→ PROMPT
Using the data that follows, return exactly the lines from the one that contains "Reviewer note. Check that every instance of the gnarled" through the one that contains "Reviewer note. Check that every instance of the shrub", ends included.

[Opening DATA EXCERPTS section]

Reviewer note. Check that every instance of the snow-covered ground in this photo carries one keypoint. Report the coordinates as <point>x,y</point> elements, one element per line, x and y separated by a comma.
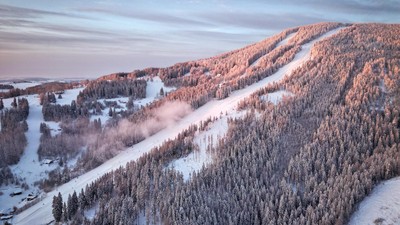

[Closing DATA EXCERPTS section]
[Opening DATA EXCERPTS section]

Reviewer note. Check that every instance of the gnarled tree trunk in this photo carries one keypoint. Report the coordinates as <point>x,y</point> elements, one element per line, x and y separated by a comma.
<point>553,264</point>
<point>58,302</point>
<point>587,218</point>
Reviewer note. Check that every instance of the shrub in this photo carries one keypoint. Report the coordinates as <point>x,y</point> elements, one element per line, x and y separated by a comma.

[Closing DATA EXCERPTS section]

→ PROBLEM SOLUTION
Reviewer note. Check that every instance of the gnarled tree trunk in this photo carries one keypoint. Report the coordinates as <point>x,y</point> elements, one element per line, x and y separated by a comma.
<point>553,264</point>
<point>58,302</point>
<point>587,218</point>
Reviewer note. Check that every instance of the shrub in this photo carries one keypoint. Report the coordinates as <point>x,y</point> elements, one element per line, x and y separated by a comma.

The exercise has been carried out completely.